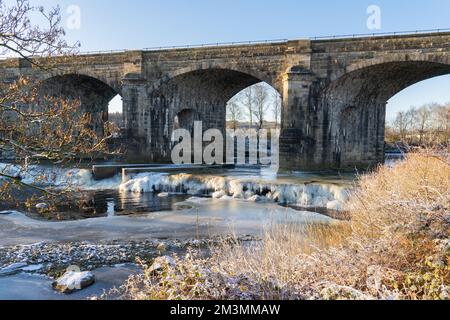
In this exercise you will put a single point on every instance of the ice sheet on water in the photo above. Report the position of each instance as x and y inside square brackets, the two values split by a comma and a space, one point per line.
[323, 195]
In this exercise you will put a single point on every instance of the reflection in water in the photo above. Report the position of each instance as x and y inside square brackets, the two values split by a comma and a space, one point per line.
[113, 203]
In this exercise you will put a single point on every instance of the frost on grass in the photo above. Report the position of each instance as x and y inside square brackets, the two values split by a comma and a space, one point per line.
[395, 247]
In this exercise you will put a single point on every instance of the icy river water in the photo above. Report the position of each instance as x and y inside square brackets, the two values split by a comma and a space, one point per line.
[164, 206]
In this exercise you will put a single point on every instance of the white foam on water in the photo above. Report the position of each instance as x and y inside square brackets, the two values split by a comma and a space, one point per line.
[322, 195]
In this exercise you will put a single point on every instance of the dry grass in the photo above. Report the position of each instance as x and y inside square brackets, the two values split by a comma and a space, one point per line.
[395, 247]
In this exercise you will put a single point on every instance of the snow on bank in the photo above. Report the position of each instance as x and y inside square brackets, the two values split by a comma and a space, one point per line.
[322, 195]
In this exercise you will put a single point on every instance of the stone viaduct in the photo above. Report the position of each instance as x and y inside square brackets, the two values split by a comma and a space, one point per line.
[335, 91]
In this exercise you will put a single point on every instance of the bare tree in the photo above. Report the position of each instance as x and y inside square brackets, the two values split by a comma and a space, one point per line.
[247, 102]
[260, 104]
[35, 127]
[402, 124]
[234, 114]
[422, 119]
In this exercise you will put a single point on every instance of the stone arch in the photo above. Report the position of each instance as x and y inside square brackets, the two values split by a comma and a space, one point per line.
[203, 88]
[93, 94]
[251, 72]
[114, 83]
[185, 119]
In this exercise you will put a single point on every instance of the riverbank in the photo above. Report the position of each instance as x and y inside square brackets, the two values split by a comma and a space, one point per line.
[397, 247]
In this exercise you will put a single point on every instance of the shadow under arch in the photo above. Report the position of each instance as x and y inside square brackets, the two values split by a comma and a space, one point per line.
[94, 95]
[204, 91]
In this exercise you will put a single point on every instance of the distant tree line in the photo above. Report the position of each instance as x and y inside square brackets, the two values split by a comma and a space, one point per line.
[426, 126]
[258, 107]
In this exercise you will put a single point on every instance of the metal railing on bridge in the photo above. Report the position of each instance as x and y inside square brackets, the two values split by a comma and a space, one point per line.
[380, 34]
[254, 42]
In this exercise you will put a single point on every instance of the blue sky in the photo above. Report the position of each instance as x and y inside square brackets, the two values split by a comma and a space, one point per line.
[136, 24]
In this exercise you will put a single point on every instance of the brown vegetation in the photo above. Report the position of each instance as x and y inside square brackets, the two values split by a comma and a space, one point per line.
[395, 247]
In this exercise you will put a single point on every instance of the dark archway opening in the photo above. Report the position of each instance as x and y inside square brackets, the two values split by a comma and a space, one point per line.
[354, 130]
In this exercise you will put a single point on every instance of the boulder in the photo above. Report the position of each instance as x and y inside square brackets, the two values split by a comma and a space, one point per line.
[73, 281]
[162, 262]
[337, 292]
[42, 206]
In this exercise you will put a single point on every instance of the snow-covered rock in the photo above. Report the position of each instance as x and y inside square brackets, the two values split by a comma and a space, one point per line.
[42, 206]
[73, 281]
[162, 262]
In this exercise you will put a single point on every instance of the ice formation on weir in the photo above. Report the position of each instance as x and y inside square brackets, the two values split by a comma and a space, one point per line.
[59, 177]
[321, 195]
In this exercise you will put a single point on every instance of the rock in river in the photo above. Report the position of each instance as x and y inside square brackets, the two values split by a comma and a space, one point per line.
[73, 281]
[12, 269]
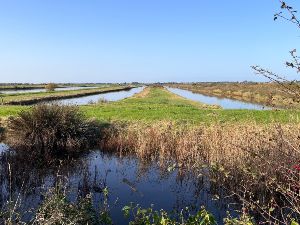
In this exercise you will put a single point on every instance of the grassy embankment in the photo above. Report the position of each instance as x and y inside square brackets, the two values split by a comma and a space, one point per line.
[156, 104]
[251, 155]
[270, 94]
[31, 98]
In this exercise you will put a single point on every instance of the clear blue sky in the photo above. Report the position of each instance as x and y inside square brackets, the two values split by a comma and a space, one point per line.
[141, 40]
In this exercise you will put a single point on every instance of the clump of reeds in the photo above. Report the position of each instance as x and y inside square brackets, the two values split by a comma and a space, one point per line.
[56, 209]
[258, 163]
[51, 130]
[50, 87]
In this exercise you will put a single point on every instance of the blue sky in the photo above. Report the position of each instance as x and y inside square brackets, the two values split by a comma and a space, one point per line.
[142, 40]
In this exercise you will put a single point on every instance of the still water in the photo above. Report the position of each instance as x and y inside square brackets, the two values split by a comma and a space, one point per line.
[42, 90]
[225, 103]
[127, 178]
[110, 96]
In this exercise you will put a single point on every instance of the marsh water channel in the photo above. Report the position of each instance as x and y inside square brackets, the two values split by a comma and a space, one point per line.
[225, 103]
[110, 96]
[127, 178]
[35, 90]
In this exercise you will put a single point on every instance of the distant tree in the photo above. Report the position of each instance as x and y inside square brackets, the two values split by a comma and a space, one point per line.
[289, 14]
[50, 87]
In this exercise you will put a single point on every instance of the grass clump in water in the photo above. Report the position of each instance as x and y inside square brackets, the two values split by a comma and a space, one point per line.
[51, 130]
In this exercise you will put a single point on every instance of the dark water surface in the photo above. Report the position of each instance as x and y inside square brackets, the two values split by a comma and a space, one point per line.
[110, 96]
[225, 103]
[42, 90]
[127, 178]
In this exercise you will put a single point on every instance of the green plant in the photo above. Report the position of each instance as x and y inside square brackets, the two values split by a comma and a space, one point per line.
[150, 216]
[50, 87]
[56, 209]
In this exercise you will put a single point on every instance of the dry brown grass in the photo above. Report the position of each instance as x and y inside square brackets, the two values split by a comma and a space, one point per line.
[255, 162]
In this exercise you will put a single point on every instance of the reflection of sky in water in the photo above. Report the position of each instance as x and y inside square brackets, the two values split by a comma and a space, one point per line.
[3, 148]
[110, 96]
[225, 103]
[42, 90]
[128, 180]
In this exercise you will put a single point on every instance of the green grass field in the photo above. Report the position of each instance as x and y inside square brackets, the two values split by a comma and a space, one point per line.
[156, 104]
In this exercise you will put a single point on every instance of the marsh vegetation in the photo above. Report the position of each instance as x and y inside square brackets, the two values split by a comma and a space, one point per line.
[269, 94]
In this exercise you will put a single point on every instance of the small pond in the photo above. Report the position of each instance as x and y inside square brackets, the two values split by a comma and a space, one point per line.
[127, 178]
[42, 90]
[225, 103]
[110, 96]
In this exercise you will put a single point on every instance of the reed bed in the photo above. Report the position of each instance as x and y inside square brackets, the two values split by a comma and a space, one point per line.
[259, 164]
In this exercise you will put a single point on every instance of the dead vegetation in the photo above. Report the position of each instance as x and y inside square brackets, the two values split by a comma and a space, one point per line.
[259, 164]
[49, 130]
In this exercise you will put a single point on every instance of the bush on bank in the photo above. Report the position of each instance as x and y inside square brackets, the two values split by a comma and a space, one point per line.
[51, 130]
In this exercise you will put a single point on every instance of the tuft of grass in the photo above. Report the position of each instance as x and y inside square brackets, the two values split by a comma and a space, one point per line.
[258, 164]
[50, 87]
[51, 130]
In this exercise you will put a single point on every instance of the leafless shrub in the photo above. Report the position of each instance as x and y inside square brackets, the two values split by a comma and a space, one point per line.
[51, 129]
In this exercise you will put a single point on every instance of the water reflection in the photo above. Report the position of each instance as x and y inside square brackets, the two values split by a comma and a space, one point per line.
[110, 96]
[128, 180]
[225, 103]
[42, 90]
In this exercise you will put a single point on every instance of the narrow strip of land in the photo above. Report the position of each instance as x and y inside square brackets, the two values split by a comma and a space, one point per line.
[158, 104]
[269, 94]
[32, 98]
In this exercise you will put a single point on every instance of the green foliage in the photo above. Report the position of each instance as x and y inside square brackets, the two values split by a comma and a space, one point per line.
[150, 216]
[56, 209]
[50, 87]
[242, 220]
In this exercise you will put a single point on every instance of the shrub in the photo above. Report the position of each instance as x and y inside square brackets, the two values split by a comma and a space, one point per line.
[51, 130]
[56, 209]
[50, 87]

Stated goal>
Extract exactly the lines between the line containing "the green foliage" and the end of the data, including both.

Written solution>
In this exercise you will put a single point on every instance of the green foliage in the photo above. Report the position of each instance as x and y inside square brackets, the two values split by a comma and a space, one point per line.
[150, 216]
[56, 209]
[50, 87]
[242, 220]
In this exercise you will put a single point on every instance of the shrub in the photo above. Report the position of each instance as x and y inside square brackets, the two values split by a comma and a space, one point per line.
[51, 130]
[56, 209]
[50, 87]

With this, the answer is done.